Please write out the part of the passage on the Greek word katabole that begins at the words "As we look a" and stops after "twelve different words.".

*** Given passage ***

We are not trying to say katabole has never been used for foundation, but we will prove that this is not its usage in the Bible. Katabole has also been used for the idea of payment. In addition to payment it has been used for an illness, such as an epileptic seizure. Thus we see, like many words, katabole has been used a number of different ways. Our purpose here is to find out its exact usage in the Bible.
As we look a little closer at katabole, we notice that its usage for foundation is quite limited. Let us first look at The Classic Greek Dictionary by Follet Publishing Company. This dictionary was prepared by George Ricker Berry, Ph.D., late professor of Semitic Languages at Colgate University and the University of Chicago. This dictionary has had over fifteen printings. It has both Greek to English and English to Greek. In the English-to-Creek section under the word "foundation" about thirteen Greek words for foundation are listed. Katabole is not even listed. Neither does he list it under founder or founding, of which he lists about twelve different words.
Themelion or themelios is the first word on his list for foundation. Themelios is also the most frequent word for foundation in the Bible. It is ironic that this word is used as the primary word for foundation, either figuratively or literally, and yet not once is it used in any of these ten phrases. Furthermore, outside of these ten phrases katabole is not once used for foundation in the Old Testament (LXX) or in the New Testament. The following is a list of verses in the Old Testament (LXX) where foundation is found. In each of these cases the Greek word is themelios, and not once is katabole found. If katabole means foundation, why is it not used at least once where it is obvious? (O.T.: Joshua 6:26, Ezra 3:6, 10, 11, 12, Job 22:16, Ps. 87:1, Is. 28:16, 16, 44:28, 48:13, Ezek. 13:14. N.T.: Luke 6:48, 14:29, Acts 16:26, Ro. 15:20, I Cor. 3:10, 11, 12, Eph. 2:20, I Tim. 6:19, II Tim. 2:19, Heb. 1:10, 6:1, Rev. 21:14, 21:19). (There are couple of other words for foundation; however, their usage is quite limited.) In Hebrews 6:1 we find both katabole and themelios in the same sentence. It is important to note that katabole is not translated foundation: rather, themelios is. Katabole is given the concept of disintegration or going backwards.

*** Data excerpts ***

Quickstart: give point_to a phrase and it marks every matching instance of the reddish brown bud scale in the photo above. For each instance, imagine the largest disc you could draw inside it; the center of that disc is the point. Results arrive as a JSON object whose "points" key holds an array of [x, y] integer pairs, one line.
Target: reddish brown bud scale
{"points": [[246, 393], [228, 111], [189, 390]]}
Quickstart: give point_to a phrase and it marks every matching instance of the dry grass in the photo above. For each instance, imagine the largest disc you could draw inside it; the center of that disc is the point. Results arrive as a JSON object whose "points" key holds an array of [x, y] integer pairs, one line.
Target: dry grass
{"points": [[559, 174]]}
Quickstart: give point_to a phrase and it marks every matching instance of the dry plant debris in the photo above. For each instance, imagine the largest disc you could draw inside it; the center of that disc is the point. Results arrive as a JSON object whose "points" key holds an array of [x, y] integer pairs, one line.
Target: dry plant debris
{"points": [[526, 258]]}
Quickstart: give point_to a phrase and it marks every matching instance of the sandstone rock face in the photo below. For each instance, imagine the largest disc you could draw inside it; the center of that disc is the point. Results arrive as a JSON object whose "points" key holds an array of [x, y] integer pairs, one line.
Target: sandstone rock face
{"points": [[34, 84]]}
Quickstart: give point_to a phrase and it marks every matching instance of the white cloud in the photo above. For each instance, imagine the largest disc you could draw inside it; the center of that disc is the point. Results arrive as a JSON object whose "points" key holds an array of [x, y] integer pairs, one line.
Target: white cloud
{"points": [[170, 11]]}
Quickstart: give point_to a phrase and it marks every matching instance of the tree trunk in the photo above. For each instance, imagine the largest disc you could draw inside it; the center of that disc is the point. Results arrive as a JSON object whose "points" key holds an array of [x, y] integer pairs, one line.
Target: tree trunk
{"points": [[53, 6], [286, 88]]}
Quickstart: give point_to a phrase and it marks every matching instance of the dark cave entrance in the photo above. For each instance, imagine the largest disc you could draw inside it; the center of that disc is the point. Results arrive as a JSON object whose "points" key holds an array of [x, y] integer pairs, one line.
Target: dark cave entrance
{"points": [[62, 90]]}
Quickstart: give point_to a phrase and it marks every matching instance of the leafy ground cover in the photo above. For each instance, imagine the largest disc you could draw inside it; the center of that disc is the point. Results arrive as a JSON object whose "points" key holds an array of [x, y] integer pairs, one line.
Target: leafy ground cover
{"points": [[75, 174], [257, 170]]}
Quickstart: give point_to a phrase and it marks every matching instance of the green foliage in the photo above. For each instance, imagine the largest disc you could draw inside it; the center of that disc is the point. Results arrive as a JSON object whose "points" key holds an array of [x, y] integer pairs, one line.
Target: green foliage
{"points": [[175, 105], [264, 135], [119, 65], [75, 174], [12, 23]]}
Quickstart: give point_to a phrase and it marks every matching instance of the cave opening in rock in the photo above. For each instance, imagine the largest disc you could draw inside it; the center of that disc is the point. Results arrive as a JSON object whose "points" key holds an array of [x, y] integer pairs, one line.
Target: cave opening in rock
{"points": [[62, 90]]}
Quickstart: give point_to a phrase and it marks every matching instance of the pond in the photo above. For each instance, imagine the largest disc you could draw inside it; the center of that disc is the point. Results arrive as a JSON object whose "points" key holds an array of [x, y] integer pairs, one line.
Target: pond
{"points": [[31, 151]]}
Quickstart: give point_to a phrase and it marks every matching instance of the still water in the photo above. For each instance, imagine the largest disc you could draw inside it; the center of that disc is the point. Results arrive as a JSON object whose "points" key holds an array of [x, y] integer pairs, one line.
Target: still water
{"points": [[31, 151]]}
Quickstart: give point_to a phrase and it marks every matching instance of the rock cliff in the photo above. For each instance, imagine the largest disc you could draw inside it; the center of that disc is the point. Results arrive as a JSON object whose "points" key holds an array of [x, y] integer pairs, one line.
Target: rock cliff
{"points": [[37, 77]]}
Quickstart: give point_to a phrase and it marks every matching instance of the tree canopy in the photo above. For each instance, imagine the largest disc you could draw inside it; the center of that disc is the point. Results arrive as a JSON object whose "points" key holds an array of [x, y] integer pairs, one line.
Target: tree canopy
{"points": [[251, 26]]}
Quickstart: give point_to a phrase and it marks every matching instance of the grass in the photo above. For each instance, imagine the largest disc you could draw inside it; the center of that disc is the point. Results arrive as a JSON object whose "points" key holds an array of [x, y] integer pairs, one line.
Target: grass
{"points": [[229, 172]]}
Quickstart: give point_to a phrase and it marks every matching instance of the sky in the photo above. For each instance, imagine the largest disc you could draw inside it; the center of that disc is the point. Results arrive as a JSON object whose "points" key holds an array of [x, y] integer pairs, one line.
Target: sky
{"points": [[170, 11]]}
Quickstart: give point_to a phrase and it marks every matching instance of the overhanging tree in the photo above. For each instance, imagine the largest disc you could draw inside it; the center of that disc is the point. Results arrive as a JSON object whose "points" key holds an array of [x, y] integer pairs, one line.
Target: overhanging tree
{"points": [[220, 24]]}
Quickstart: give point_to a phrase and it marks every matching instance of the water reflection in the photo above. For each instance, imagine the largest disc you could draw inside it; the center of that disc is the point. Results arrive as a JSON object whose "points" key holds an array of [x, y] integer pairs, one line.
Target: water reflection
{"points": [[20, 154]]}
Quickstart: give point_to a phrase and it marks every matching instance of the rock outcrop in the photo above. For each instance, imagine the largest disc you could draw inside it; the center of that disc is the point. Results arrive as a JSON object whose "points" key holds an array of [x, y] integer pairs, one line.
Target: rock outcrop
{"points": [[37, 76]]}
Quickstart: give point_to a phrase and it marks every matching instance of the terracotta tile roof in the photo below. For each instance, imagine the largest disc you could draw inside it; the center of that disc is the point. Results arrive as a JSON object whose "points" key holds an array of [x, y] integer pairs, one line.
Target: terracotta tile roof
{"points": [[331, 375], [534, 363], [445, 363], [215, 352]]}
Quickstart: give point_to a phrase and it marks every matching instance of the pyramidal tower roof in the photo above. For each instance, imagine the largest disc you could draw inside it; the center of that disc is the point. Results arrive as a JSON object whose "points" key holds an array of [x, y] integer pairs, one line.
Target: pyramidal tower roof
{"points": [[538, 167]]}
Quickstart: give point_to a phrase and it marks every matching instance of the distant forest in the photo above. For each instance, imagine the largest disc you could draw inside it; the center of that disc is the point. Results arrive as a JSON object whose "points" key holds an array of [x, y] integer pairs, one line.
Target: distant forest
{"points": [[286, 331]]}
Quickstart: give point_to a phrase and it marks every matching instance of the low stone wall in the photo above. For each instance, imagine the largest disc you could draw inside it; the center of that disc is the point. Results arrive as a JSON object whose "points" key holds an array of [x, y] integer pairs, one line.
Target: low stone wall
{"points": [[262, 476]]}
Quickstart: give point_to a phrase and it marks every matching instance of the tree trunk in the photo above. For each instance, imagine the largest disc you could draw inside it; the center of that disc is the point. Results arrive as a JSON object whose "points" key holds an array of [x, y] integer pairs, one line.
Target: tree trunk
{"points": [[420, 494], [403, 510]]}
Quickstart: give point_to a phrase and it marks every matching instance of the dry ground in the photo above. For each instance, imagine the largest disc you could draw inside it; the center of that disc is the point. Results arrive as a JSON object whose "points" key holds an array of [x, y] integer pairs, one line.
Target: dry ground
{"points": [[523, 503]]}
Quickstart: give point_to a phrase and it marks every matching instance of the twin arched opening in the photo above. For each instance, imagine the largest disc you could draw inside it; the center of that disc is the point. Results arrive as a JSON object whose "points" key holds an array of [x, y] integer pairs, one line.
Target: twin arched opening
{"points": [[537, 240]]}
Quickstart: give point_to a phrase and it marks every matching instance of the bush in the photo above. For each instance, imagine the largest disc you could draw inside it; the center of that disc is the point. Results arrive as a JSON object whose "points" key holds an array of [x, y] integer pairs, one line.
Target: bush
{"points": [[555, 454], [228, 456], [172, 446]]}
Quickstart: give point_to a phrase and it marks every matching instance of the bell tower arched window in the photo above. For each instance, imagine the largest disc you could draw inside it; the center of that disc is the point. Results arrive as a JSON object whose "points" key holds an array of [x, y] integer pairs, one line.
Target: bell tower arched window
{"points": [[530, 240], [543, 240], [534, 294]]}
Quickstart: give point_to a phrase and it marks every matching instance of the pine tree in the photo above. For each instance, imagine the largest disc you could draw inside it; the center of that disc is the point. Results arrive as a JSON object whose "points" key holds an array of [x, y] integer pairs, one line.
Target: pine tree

***

Response
As we look a little closer at katabole, we notice that its usage for foundation is quite limited. Let us first look at The Classic Greek Dictionary by Follet Publishing Company. This dictionary was prepared by George Ricker Berry, Ph.D., late professor of Semitic Languages at Colgate University and the University of Chicago. This dictionary has had over fifteen printings. It has both Greek to English and English to Greek. In the English-to-Creek section under the word "foundation" about thirteen Greek words for foundation are listed. Katabole is not even listed. Neither does he list it under founder or founding, of which he lists about twelve different words.